## Stored rows:
%%
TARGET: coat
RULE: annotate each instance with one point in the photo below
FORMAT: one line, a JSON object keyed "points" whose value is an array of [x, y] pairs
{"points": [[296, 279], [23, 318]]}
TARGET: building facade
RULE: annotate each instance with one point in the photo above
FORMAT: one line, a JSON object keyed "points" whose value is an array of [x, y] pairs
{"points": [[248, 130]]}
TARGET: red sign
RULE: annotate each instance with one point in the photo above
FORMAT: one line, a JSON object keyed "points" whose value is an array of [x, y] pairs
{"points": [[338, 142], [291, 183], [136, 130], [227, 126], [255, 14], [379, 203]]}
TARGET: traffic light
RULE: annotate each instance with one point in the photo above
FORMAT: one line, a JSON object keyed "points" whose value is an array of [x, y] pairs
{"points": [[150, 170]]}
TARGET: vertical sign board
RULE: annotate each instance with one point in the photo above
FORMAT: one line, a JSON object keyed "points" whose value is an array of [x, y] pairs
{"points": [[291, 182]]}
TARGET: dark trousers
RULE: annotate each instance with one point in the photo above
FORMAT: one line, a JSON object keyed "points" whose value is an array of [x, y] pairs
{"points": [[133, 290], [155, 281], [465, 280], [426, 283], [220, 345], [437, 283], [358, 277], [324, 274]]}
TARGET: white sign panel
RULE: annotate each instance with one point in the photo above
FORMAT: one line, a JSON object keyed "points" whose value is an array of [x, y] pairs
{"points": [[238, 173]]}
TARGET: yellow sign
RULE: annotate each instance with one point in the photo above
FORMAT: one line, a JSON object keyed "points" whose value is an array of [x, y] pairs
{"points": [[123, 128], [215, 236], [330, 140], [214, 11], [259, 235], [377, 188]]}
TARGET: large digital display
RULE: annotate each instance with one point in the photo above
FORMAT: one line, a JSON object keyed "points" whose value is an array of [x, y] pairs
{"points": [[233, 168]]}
%%
Return the lines of the material above verbatim, starting at the line containing "TARGET: large digital display" and ending at the final line of the material, with both of those lines included.

## Worked solution:
TARGET: large digital display
RULE: annotate each instance with one point in the photo above
FORMAT: one line, a JSON object keyed "points" whose value is an array of [x, y] pairs
{"points": [[233, 168]]}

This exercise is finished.